> What you have to do
In the rows below, how many lines contain the string "blurred"? Matching is case-sensitive. Reply with the number alone.

--- START ---

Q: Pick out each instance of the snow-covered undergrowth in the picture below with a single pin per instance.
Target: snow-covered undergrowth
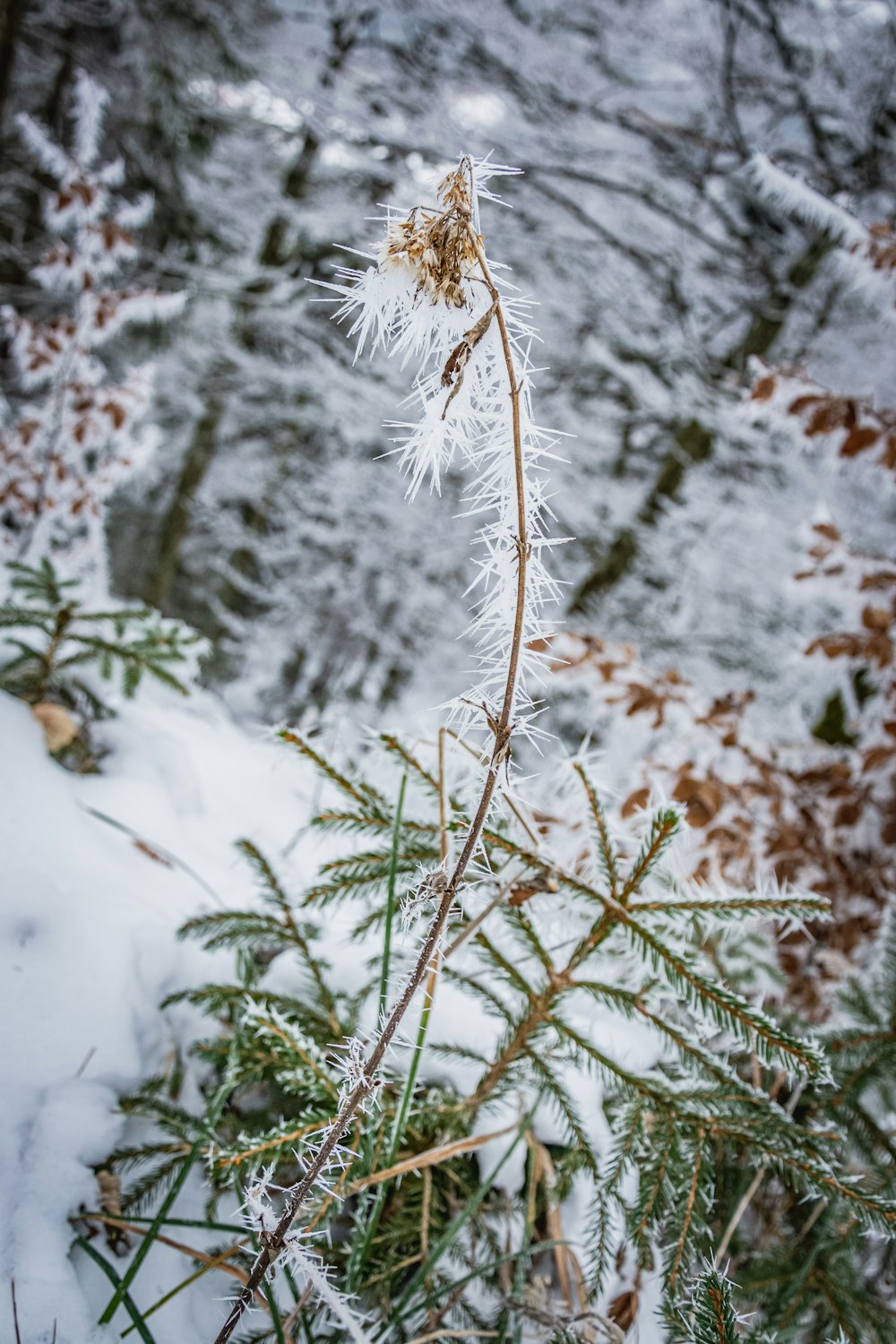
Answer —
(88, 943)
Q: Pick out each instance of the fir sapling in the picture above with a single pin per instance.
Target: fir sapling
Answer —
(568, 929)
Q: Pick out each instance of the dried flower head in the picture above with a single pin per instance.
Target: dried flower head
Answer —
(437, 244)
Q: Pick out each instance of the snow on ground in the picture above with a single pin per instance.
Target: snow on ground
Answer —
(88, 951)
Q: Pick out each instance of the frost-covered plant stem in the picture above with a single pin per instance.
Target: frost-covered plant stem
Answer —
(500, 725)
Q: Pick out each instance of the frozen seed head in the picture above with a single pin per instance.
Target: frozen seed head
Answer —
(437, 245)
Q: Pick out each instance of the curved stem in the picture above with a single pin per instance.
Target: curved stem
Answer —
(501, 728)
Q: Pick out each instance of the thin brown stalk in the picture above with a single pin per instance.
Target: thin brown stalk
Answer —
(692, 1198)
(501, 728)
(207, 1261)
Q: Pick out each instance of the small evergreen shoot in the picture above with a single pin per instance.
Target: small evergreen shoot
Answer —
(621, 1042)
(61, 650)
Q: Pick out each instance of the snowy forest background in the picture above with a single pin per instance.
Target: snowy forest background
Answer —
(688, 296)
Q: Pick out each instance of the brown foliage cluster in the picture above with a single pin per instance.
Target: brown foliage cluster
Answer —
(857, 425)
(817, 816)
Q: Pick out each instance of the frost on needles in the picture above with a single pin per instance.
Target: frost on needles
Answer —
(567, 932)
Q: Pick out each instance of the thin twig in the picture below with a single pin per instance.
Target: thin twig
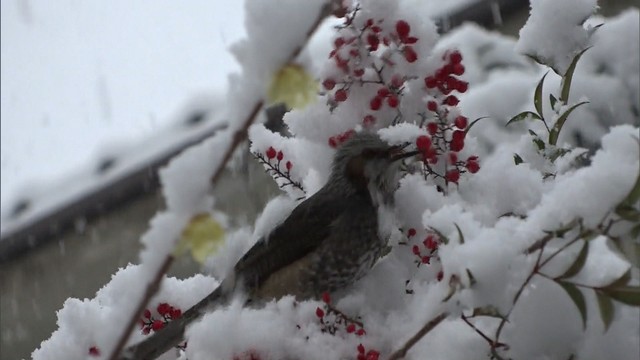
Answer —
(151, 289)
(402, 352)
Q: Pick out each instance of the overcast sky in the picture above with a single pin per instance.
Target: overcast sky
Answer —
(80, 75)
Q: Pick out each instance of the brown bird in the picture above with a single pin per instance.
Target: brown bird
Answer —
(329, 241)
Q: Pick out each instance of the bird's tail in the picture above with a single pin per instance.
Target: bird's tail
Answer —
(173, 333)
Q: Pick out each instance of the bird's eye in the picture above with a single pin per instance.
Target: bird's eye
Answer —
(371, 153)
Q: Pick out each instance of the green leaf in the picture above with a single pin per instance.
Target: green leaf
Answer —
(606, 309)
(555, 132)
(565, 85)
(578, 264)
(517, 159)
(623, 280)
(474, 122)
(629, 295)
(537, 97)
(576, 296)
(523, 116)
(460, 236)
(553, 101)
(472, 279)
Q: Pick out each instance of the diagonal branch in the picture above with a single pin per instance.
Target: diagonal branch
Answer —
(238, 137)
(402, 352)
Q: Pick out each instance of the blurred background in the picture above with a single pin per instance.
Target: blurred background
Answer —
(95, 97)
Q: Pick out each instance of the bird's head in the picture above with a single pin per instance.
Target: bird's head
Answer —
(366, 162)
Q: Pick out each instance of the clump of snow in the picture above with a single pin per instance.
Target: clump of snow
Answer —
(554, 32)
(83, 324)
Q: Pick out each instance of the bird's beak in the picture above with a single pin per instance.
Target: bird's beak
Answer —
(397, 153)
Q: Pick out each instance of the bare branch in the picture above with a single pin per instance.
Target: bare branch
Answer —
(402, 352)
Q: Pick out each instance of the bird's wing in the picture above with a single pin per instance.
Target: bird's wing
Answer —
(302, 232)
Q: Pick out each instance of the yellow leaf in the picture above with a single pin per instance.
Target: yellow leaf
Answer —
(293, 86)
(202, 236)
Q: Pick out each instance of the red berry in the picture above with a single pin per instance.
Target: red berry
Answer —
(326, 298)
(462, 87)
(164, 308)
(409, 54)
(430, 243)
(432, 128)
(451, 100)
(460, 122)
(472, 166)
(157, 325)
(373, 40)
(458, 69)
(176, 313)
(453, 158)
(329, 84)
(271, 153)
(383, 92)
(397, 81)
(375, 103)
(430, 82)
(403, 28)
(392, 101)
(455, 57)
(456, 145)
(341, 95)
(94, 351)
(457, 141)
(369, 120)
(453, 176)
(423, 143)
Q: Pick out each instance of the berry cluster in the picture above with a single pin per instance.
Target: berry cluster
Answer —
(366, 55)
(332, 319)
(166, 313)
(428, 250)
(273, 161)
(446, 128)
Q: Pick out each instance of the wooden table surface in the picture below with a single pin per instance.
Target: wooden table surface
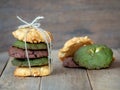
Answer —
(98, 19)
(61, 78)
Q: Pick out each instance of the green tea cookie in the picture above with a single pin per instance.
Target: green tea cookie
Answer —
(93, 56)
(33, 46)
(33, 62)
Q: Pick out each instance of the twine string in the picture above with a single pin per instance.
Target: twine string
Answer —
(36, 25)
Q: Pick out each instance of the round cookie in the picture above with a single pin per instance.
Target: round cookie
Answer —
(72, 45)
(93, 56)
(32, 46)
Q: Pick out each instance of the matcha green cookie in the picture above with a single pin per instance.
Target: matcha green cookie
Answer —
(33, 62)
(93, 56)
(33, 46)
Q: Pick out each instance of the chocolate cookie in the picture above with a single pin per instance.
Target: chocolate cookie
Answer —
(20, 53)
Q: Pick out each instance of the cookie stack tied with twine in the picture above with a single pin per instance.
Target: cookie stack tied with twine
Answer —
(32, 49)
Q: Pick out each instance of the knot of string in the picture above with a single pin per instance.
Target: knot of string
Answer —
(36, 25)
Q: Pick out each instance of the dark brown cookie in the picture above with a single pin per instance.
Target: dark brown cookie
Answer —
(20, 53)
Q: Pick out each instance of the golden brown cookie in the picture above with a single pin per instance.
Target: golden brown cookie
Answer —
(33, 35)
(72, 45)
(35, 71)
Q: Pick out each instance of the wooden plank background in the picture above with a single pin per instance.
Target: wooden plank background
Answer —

--- END ---
--- START ---

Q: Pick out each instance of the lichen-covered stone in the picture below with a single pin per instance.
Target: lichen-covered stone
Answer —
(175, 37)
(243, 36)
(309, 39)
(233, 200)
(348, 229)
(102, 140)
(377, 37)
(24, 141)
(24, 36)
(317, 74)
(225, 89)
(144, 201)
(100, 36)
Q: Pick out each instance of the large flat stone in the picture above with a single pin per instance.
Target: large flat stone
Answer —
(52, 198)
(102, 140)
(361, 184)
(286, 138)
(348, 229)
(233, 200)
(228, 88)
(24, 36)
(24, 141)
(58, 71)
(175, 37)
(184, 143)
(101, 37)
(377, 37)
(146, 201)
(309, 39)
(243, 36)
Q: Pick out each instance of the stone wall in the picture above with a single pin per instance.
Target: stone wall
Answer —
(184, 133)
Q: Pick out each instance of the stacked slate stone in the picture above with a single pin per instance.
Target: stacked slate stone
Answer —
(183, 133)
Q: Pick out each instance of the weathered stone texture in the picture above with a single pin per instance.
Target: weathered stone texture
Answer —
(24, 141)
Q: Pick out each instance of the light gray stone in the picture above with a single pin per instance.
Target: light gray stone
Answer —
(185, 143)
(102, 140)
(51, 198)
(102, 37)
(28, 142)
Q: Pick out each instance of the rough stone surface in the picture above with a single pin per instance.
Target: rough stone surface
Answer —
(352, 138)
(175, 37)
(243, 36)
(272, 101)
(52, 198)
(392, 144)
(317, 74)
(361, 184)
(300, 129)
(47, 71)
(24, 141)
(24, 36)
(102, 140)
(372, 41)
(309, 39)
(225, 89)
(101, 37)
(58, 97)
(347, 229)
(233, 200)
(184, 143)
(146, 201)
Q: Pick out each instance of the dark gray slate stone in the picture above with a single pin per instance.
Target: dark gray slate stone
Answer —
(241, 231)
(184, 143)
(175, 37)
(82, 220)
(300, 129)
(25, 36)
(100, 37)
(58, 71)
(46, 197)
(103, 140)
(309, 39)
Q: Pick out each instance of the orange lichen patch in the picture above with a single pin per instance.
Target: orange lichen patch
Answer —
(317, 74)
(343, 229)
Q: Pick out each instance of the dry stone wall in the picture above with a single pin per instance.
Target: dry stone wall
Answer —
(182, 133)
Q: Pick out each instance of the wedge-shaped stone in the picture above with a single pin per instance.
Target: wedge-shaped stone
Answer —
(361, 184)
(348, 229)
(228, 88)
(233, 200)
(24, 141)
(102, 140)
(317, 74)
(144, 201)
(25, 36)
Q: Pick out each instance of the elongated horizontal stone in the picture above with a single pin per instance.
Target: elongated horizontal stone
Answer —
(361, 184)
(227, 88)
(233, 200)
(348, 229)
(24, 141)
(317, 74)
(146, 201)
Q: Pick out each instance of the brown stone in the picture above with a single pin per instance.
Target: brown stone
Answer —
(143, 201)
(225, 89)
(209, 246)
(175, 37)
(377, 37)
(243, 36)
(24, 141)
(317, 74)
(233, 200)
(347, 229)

--- END ---
--- START ---

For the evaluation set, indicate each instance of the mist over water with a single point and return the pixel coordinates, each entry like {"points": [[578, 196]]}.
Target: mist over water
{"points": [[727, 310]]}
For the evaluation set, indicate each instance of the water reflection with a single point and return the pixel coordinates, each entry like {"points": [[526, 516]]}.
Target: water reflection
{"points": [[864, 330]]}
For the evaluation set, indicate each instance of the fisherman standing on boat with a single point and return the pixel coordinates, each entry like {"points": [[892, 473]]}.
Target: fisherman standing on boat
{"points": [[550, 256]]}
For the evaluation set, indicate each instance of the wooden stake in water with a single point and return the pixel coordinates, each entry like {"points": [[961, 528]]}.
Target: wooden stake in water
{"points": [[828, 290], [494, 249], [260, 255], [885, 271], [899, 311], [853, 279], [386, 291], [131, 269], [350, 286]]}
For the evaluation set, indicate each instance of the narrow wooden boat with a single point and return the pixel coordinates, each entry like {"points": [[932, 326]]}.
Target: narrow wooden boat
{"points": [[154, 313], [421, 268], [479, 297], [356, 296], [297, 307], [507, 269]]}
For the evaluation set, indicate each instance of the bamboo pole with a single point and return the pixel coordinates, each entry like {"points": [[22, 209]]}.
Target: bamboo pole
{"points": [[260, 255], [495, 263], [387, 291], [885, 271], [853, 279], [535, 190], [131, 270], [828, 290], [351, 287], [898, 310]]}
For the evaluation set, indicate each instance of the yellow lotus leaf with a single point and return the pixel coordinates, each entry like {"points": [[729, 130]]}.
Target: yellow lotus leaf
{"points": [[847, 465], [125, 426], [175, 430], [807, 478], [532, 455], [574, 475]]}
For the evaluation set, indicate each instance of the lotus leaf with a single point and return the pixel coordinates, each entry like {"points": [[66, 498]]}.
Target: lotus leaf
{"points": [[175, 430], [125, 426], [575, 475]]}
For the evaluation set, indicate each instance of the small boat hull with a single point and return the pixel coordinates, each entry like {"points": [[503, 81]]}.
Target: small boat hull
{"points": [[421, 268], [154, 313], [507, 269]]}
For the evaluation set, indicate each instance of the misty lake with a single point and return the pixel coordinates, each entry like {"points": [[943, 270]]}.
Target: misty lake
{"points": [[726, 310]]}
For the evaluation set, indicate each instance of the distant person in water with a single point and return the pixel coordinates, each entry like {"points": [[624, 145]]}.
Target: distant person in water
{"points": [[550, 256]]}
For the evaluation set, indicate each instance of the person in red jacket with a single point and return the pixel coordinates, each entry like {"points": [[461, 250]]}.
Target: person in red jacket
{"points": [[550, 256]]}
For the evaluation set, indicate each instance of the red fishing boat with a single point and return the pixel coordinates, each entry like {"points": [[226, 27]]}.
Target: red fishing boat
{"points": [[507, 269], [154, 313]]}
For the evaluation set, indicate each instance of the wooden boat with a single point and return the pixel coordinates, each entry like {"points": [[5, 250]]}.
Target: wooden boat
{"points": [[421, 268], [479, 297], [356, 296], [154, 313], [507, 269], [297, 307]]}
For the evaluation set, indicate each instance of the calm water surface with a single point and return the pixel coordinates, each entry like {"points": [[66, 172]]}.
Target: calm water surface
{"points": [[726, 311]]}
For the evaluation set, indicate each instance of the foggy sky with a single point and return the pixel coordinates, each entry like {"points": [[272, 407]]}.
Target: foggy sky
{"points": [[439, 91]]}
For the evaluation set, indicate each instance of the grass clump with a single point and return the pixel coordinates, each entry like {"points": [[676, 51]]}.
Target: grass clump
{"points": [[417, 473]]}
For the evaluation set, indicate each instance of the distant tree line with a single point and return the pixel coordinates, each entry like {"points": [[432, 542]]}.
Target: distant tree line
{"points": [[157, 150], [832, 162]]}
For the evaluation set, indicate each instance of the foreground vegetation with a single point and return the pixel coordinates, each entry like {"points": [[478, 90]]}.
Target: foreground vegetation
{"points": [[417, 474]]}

--- END ---

> Completed exercise
2